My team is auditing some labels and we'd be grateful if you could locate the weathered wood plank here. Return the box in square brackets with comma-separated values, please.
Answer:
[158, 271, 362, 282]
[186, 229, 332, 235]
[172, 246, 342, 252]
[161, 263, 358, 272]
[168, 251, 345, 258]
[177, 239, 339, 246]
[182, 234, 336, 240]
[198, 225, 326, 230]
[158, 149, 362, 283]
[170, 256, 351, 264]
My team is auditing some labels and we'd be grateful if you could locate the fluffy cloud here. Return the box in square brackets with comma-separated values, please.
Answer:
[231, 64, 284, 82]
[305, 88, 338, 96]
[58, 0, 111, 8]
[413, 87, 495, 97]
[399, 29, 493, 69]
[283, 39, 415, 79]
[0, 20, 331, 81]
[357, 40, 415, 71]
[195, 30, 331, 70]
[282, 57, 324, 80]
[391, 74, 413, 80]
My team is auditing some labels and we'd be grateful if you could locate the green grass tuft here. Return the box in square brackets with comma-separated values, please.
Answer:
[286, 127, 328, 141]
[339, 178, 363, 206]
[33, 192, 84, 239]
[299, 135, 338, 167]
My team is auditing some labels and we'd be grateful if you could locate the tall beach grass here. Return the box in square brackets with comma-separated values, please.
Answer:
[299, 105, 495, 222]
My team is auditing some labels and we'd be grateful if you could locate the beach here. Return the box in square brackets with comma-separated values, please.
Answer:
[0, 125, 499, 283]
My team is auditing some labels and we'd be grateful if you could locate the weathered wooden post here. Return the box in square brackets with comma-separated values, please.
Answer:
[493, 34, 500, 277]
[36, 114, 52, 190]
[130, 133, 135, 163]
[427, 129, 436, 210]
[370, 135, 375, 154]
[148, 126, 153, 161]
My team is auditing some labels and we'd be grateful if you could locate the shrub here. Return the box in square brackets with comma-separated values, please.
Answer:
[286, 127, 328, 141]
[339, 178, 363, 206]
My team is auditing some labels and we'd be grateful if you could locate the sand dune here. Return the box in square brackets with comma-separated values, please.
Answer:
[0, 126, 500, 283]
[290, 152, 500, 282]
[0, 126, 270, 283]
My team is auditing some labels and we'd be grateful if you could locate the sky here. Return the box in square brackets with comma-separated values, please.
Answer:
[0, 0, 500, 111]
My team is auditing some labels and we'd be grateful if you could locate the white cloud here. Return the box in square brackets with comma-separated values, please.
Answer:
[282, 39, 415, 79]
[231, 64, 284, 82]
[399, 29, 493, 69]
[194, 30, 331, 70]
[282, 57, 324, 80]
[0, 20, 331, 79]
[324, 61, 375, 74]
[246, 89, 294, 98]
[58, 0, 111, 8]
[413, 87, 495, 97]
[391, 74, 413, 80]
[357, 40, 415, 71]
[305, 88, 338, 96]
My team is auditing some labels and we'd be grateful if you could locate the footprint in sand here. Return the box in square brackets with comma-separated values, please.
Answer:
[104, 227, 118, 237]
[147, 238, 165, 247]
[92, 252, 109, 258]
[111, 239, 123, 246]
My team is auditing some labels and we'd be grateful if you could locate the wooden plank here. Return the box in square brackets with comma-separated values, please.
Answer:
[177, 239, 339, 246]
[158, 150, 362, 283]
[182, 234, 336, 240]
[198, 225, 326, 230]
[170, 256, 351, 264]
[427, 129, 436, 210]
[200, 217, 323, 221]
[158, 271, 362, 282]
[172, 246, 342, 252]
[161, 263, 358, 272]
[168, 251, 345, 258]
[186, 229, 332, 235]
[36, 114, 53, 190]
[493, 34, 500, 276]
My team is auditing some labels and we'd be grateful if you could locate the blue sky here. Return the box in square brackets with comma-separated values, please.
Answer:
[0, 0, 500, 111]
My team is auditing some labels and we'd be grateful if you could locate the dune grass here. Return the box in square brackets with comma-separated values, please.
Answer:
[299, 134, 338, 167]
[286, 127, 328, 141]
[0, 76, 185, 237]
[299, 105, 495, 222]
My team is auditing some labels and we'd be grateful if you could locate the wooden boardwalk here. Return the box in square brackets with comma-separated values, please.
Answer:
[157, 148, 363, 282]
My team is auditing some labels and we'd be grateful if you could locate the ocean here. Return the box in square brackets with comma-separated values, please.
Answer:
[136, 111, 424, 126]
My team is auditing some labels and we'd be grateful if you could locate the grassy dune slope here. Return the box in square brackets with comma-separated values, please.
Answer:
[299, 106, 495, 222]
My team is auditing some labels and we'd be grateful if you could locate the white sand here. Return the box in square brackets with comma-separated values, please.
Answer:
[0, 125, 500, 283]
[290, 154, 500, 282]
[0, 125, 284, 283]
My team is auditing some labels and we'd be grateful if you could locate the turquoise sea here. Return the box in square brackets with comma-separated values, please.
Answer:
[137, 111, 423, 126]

◆ ◆ ◆ ◆ ◆ ◆ ◆

SHORT TASK - Write out every item above again, word for word and in the same order.

OUTPUT -
My team is auditing some labels and we'd be grateful if you could locate the weathered wood plank here. Return the box in square brackets with comma-separated values, please.
Answer:
[158, 271, 362, 282]
[186, 229, 332, 235]
[172, 246, 342, 252]
[161, 263, 358, 272]
[168, 251, 345, 258]
[177, 239, 339, 246]
[182, 234, 336, 240]
[198, 225, 326, 230]
[158, 149, 362, 283]
[170, 256, 351, 264]
My team is auditing some labels and we'd be grateful if you could locate the fluffy cloud here. Return the box in square brackets with comma-separated values, please.
Answer:
[231, 64, 284, 82]
[305, 88, 338, 96]
[58, 0, 111, 8]
[413, 87, 495, 97]
[399, 29, 493, 69]
[283, 39, 415, 79]
[0, 20, 331, 81]
[357, 40, 415, 71]
[195, 30, 331, 70]
[282, 57, 324, 80]
[391, 74, 413, 80]
My team is auditing some labels and we'd be grateful if you could locate the green grass tuft here. Return the box in square brackets with comma-separated values, please.
Answer:
[286, 127, 328, 141]
[339, 178, 363, 206]
[33, 192, 84, 239]
[299, 135, 338, 167]
My team is auditing some labels and we'd be grateful if you could locate the tall beach grass here. Return the box in square brackets with comma-separated values, please.
Answer:
[299, 105, 495, 222]
My team is auditing some labels and we'd be grateful if you could locate the beach here. Return the box in square brackets with comma-separated values, please.
Answer:
[0, 125, 499, 283]
My team is auditing some labels and we'd be grateful if you could locate the weathered wooden post here. Return the box in square brackets with comma-separated values, please.
Answer:
[493, 34, 500, 277]
[36, 114, 52, 190]
[130, 133, 135, 163]
[427, 129, 436, 210]
[370, 135, 375, 154]
[148, 126, 153, 161]
My team is auditing some labels and we'd be grateful if you could locate the shrub here. Return the box in square brackets with comma-separated values, please.
Answer:
[286, 127, 328, 141]
[339, 178, 363, 206]
My team is auditing some labels and we'd be grateful if you could locate the sand dune here. Return the box in square brackets with comma-separated values, please.
Answer:
[0, 126, 500, 283]
[290, 152, 500, 282]
[0, 126, 270, 283]
My team is auditing some labels and we'd be grateful if you could locate the sky here. Return the box in square brackets with comma-separated values, please.
Answer:
[0, 0, 500, 111]
My team is auditing some labels and we'd be grateful if you could locate the white cloud here. Return the box in square brackets with comma-separated values, please.
Answer:
[282, 39, 415, 79]
[231, 64, 284, 82]
[399, 29, 493, 69]
[194, 30, 331, 70]
[282, 57, 324, 80]
[0, 20, 331, 79]
[324, 61, 375, 74]
[246, 89, 294, 98]
[58, 0, 111, 8]
[413, 87, 495, 97]
[391, 74, 413, 80]
[357, 40, 415, 71]
[305, 88, 338, 96]
My team is auditing some labels and we'd be grateful if you could locate the footprint in sand here. Return the box in square brackets with comma-separated values, please.
Answer:
[104, 227, 118, 237]
[147, 238, 165, 247]
[92, 252, 109, 258]
[111, 239, 123, 246]
My team is auditing some labels and we'd be grateful if you could locate the wooden plank here. Return the box in square brackets with comma-separated values, please.
Answer:
[177, 239, 339, 246]
[158, 150, 362, 283]
[182, 234, 336, 240]
[198, 225, 326, 230]
[170, 256, 351, 264]
[427, 129, 436, 210]
[200, 217, 323, 221]
[158, 271, 362, 282]
[172, 246, 342, 252]
[161, 263, 358, 272]
[168, 251, 345, 258]
[186, 229, 332, 235]
[36, 114, 53, 190]
[493, 34, 500, 276]
My team is auditing some labels and we'd be grateful if you could locate the blue sky here. Return the box in square brackets with comma-separated values, please.
Answer:
[0, 0, 500, 111]
My team is auditing some labels and we'd be grateful if you could locate the dune grass here. Return the box in square brackets with comma-separated values, please.
Answer:
[299, 134, 338, 167]
[286, 127, 328, 141]
[0, 76, 185, 237]
[299, 105, 495, 222]
My team is auditing some labels and we'd be grateful if you could locate the wooden boardwalk here. Return the box in square brackets with comma-separated values, please.
Answer:
[157, 148, 363, 282]
My team is auditing some labels and we'd be grateful if you could locate the ocean here. Return the box in square brackets with comma-separated values, please.
Answer:
[136, 111, 424, 126]
My team is auditing some labels and we'd be grateful if you could locate the grassy dune slope here. Return the box in square brackets with comma-separated values, please.
Answer:
[299, 106, 495, 222]
My team is auditing some labels and we'd be grateful if you could locate the white sand here. Return the box in square brackets with comma-separated values, please.
Answer:
[0, 125, 500, 283]
[290, 154, 500, 282]
[0, 125, 284, 283]
My team is auditing some labels and we'd be grateful if you could locate the turquoise sea here. Return the box in square brackets with comma-separated values, please.
Answer:
[137, 111, 423, 126]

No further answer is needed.